-- Start Text to read --

Wouldn't recommend changing over to GoMarkets, I recently found out that the volume data given by their MT4 platform isnt volume. Its the number of different bids placed for that interval, a joke really.

Im looking at changing over to something like ninja trader, then getting a feed from Esignal (with actual FX volume), and getting brokerage done through IB. Anyone know if this setup is possible?


----------



## white_goodman

Naked shorts said:


> Wouldn't recommend changing over to GoMarkets, I recently found out that the volume data given by their MT4 platform isnt volume. Its the number of different bids placed for that interval, a joke really.
> 
> Im looking at changing over to something like ninja trader, then getting a feed from Esignal (with actual FX volume), and getting brokerage done through IB. Anyone know if this setup is possible?




i wouldnt mind using the same configuration but with metatrader... luckily atm i havent implemented VSA into my current strategy so volume doesnt bother me as much...


----------



## Trembling Hand

That's what esignals volume is from when I looked at it 3 or 4 years ago. May be diff now.
You can get vol from IB but it will not back fill (or I can't figure it out any way )


----------



## BentRod

Naked shorts said:


> Wouldn't recommend changing over to GoMarkets, I recently found out that the volume data given by their MT4 platform isnt volume. Its the number of different bids placed for that interval, a joke really.
> 
> Im looking at changing over to something like ninja trader, then getting a feed from Esignal (with actual FX volume), and getting brokerage done through IB. Anyone know if this setup is possible?

-- End Text to read --
-- Start Records for processing --

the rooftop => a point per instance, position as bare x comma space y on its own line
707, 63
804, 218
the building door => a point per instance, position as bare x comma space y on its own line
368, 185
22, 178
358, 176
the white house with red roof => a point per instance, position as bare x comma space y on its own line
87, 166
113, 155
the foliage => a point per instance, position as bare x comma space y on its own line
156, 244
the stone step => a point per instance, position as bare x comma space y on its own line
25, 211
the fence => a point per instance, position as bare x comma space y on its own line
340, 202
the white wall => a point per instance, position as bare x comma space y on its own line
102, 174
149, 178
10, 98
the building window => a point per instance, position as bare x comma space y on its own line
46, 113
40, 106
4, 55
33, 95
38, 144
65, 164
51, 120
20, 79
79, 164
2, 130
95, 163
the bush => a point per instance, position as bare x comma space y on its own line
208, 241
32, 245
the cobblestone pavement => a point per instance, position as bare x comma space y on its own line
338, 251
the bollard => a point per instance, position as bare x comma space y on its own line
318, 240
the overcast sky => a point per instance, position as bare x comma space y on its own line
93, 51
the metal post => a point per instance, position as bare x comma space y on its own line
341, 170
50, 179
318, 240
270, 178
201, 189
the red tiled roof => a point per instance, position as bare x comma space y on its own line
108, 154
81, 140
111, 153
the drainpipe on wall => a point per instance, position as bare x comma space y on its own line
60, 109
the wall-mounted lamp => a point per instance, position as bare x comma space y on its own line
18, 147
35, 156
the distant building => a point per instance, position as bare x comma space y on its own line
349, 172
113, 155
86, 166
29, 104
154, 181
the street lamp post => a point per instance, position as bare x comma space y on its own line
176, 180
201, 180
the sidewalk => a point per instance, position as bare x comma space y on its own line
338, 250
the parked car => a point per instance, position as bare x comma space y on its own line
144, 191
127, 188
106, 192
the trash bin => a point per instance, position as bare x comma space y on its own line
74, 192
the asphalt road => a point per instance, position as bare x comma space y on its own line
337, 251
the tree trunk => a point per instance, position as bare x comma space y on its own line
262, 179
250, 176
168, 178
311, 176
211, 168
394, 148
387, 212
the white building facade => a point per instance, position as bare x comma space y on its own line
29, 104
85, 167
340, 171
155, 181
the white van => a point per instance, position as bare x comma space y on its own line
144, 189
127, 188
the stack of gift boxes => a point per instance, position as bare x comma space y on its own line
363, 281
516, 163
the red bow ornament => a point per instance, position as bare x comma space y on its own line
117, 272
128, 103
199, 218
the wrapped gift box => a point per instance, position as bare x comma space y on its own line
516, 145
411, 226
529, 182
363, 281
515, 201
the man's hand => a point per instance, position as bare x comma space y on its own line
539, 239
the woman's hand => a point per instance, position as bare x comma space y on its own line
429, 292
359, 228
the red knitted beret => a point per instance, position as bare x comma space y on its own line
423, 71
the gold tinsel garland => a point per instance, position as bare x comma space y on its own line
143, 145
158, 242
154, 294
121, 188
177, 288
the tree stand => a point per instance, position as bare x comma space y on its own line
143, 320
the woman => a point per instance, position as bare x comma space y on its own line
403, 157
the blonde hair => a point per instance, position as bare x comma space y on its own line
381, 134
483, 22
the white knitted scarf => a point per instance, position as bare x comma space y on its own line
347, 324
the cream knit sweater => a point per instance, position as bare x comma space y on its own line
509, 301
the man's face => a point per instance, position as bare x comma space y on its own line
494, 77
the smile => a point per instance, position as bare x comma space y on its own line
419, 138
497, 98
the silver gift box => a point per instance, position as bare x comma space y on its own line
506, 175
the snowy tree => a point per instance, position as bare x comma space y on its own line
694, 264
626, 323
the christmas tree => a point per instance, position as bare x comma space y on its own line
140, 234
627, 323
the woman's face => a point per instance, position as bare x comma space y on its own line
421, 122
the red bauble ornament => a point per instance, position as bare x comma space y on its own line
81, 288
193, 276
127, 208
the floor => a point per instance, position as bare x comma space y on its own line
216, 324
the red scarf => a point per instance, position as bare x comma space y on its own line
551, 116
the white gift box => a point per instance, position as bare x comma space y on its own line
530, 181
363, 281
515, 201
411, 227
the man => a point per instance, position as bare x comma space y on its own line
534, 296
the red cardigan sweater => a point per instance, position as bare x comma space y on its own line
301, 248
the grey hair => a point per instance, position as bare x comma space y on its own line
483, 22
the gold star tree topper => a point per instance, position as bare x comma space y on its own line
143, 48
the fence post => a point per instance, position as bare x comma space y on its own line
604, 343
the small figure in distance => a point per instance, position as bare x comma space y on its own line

-- End Records for processing --

▶ **Jobs**
1/ Put the sentence "Anyone know if this setup is possible?" from the trading forum thread into Spanish.
2/ Please copy out the stretch of entries from the line containing "the grey hair" through the end of the entries, keeping every line, and add -112 to each coordinate number.

▶ **Results by task**
1/ ¿Alguien sabe si esta configuración es posible?

2/
the grey hair => a point per instance, position as bare x comma space y on its own line
371, -90
the gold star tree topper => a point per instance, position as bare x comma space y on its own line
31, -64
the fence post => a point per instance, position as bare x comma space y on its own line
492, 231
the small figure in distance => a point per instance, position as bare x comma space y on its own line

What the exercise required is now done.